TEXT SECTION section start
Los Angeles

Rita McBride

Margo Leavin Gallery

For her recent exhibition of rattan sculptures, Rita McBride turned to the sweatshops of the Philippines and had the boys there custom make her a 1990 Toyota Celica GT to scale from this unlikely material. These reeds might smell nice at first, but McBride’s endeavor becomes suspicious upon closer inspection. The artist makes the dubious claim that the workers, who also produced two eight-foot-high nuclear silos for her, were“challenged” by her project. And, even though McBride’s work does venture the point that the seductive appeal of silos as architecture conflicts with a potentially destructive function, these chic pieces of nonfurniture, looming like bloated laundry hampers, reveal a smug sort of ignorance. The insidious subtext reads: “I’ll pay you to make replicas of what my country protects you with and threatens others with.” The fact that the silos and car are made out of rattan with all its associations is never adequately thought through, and the implications of this work are ultimately nauseating. McBride isn’t really examining questions of status, transportation, car design, or the overdetermined signs of our times. Something about consumption and capitalism is evoked, but more by accident than intention; ultimately this practice amounts to a callous display of colonialism. McBride stated that she “had some moral problems” with this project, but that didn’t seem to stop her from exploiting cheap labor to fabricate artwork and bringing the work back to the U.S. to sell for a high price. The obvious ethical problem of having artwork fabricated by third world laborers is never acknowledged. McBride’s approach involves an element of self-conscious complicity, and the pieces function solely as lame attempts to enter a conversation on consumer culture in which one would think Jeff Koons had had the last word.
TEXT SECTION section end
DATASET CONTENT section start
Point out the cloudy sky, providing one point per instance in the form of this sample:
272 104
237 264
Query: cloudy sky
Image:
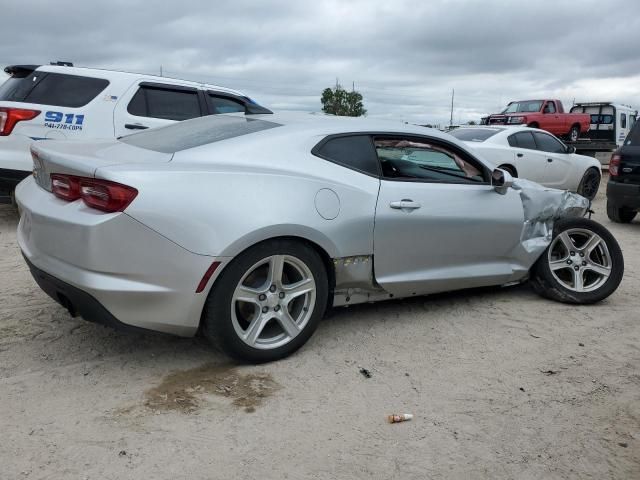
DATASET CONTENT section end
■ **AIM OF THE EXERCISE**:
Resume the review of Rita McBride's rattan sculptures above, picking up right after its final sentence.

■ **EXERCISE RESULT**:
Double Helix Spiral Staircase (all works 1990) consists of a brass fire pole that extends 20 feet from the gallery floor to the ceiling with dozens of rattan steps positioned like rungs on a ladder, and the title’s double-helix reference to DNA’s spiral configuration is loosely reflected in the configuration of the work. Poetic, perhaps, but only in its awkwardness—its strained desire to be poetic—Double Helix is an empty bastardization of the beauty of DNA.

Also included in the show is a point of an enlarged FAX sent to the gallery from the Philippines by the artist showing the progress of the wholly “original” rattan Toyota.This must be intended to show just how contemporary her endeavor is (FAX as fine art, is the world ready?), but it accounts for little more than a trendy joke.

Even if originality remains a quaint conceit, the search for novel materials seems ceaseless. The art world has seen every conceivable animal, plant, and mineral applied to a surface or floating in space. McBride isn’t interested in rattan any more than she is in cars and silos; what fuels her work is a vacuous game of one-upmanship with her competitors.